What further research is needed

To evaluate the therapeutic potential of gamma sensory flicker for insomnia, the research agenda should include:

• Randomized, double‑blind, sham‑controlled trials to establish efficacy versus placebo and to quantify effect sizes and durability.
• Objective sleep measurement (polysomnography, actigraphy) to determine effects on sleep architecture, sleep efficiency, wake after sleep onset, and spectral EEG changes (entrainment) during and after stimulation.
• Dose‑finding studies examining frequency (40 Hz vs other bands), intensity, session duration, and timing relative to circadian phase, as well as short‑ and long‑term safety monitoring.
• Subgroup analyses to identify which insomnia phenotypes (e.g., sleep‑onset vs sleep maintenance; comorbid psychiatric illness; older adults) may benefit most.
• Mechanistic studies using concurrent EEG/fMRI where feasible to map neural entrainment, arousal system modulation, and downstream effects on sleep‑regulatory circuits.

Expert commentary and context

Experts in sleep and neuromodulation view gamma entrainment as an intriguing translational pathway from basic neuroscience to clinical therapeutics. The preclinical data supporting network‑level modulation at 40 Hz is robust, but human translation has historically required rigorous randomized trials because subjective outcomes are vulnerable to bias. The high adherence and lack of severe events reported by Liu et al. are encouraging and align with early feasibility work in neurodegeneration, but efficacy must be confirmed under blinded conditions. Until randomized data are available, mainstream recommendations such as CBT‑I remain standard of care (Qaseem et al., 2016).

## Exercise directions:
Reproduce the passage on gamma sensory flicker for insomnia verbatim, from its opening heading through its final sentence.

## Data for analysis:
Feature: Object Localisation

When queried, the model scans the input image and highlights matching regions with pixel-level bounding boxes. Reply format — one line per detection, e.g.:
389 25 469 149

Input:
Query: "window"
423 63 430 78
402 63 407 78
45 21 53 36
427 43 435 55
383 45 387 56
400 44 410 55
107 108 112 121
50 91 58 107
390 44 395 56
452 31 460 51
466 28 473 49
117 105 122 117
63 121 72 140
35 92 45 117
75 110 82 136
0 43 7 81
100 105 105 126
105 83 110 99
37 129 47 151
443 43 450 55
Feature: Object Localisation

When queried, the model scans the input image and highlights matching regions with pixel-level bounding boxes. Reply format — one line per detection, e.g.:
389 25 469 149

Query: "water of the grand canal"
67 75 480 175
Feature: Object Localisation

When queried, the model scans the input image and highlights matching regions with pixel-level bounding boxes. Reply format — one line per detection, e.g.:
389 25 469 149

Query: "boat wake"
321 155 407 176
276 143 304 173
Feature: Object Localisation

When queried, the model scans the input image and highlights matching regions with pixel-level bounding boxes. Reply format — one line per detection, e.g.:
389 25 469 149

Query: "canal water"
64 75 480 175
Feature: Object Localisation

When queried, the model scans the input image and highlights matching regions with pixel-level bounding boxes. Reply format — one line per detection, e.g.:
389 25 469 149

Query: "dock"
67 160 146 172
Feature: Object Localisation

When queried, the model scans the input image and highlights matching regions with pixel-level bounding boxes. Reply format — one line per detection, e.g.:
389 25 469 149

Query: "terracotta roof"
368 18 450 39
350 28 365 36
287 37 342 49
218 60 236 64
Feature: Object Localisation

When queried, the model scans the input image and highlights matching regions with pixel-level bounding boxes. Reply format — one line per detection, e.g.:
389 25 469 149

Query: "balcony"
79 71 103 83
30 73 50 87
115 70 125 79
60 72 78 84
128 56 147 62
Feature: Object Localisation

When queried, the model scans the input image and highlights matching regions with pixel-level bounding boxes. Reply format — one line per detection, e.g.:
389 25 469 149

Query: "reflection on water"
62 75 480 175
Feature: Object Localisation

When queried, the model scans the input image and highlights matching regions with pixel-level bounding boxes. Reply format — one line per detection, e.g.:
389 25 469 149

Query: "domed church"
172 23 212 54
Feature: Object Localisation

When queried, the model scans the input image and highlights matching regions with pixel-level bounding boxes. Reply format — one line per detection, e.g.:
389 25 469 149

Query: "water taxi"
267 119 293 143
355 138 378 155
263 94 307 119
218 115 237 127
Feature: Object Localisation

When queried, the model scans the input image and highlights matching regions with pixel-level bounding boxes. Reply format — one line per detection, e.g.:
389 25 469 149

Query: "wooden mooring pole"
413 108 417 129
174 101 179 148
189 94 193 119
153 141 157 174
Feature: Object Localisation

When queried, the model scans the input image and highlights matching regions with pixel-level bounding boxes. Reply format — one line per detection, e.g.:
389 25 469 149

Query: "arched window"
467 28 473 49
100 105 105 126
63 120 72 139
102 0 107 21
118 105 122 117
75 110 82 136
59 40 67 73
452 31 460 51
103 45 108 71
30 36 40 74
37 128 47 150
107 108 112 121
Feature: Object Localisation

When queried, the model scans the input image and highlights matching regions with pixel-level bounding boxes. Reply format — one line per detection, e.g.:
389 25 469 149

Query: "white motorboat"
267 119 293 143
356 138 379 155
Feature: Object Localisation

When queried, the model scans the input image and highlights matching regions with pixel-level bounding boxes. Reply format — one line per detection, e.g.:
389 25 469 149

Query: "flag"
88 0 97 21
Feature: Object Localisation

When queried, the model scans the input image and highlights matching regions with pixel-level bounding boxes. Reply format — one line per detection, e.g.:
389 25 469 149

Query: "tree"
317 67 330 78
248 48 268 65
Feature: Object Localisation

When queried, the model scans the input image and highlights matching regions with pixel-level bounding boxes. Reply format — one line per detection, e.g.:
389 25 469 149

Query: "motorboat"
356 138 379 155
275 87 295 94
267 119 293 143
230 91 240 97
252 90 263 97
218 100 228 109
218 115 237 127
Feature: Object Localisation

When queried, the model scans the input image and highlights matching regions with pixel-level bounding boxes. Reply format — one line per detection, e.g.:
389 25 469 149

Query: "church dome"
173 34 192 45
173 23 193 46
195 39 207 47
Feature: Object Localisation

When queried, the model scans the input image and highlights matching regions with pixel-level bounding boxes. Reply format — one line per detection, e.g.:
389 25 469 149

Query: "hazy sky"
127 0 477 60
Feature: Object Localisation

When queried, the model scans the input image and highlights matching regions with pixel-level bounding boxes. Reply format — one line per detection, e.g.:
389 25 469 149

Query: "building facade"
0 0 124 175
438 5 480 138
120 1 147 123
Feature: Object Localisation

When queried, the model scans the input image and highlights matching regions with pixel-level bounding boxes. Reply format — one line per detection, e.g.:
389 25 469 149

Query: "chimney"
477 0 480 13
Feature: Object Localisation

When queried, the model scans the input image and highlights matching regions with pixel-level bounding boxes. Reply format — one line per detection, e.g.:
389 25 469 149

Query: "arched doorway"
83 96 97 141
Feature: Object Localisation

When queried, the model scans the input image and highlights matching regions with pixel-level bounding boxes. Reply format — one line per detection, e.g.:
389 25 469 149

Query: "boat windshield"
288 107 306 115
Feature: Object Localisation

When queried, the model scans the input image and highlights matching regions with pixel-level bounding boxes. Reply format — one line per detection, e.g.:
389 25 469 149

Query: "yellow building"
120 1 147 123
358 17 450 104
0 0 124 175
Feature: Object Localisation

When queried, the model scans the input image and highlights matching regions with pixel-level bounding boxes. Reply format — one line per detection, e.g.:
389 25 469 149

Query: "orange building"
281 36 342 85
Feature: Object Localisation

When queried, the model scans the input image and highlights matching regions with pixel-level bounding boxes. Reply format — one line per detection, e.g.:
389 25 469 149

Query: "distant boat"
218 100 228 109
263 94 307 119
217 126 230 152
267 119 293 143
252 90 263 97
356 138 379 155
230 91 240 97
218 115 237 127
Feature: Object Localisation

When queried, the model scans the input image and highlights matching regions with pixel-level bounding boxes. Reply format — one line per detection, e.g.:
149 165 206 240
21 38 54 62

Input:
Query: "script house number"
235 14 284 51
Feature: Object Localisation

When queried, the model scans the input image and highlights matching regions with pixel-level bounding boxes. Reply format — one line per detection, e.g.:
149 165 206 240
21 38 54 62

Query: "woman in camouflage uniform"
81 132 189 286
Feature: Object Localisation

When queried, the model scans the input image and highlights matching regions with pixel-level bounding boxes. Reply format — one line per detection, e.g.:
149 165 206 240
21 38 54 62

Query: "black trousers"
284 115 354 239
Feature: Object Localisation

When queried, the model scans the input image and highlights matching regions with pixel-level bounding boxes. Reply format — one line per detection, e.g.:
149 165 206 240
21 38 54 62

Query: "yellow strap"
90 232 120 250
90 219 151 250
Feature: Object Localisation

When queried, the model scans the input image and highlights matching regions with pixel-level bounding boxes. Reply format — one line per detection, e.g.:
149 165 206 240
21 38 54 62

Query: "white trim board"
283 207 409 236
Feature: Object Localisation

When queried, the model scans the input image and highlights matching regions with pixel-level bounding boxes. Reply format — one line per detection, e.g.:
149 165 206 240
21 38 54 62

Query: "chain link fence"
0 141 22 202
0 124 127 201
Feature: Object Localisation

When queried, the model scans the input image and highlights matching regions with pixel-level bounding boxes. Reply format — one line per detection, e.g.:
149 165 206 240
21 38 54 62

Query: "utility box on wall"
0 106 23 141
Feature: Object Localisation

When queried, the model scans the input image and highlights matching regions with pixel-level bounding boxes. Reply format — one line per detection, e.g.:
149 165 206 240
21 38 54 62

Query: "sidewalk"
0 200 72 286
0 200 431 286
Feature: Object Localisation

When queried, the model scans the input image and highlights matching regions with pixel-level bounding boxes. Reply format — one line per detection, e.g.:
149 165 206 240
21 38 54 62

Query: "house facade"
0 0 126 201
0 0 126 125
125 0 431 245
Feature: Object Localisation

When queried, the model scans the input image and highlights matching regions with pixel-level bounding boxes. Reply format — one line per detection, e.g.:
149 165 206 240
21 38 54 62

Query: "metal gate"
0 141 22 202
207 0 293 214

## Answer below:
What further research is needed

To evaluate the therapeutic potential of gamma sensory flicker for insomnia, the research agenda should include:

• Randomized, double‑blind, sham‑controlled trials to establish efficacy versus placebo and to quantify effect sizes and durability.
• Objective sleep measurement (polysomnography, actigraphy) to determine effects on sleep architecture, sleep efficiency, wake after sleep onset, and spectral EEG changes (entrainment) during and after stimulation.
• Dose‑finding studies examining frequency (40 Hz vs other bands), intensity, session duration, and timing relative to circadian phase, as well as short‑ and long‑term safety monitoring.
• Subgroup analyses to identify which insomnia phenotypes (e.g., sleep‑onset vs sleep maintenance; comorbid psychiatric illness; older adults) may benefit most.
• Mechanistic studies using concurrent EEG/fMRI where feasible to map neural entrainment, arousal system modulation, and downstream effects on sleep‑regulatory circuits.

Expert commentary and context

Experts in sleep and neuromodulation view gamma entrainment as an intriguing translational pathway from basic neuroscience to clinical therapeutics. The preclinical data supporting network‑level modulation at 40 Hz is robust, but human translation has historically required rigorous randomized trials because subjective outcomes are vulnerable to bias. The high adherence and lack of severe events reported by Liu et al. are encouraging and align with early feasibility work in neurodegeneration, but efficacy must be confirmed under blinded conditions. Until randomized data are available, mainstream recommendations such as CBT‑I remain standard of care (Qaseem et al., 2016).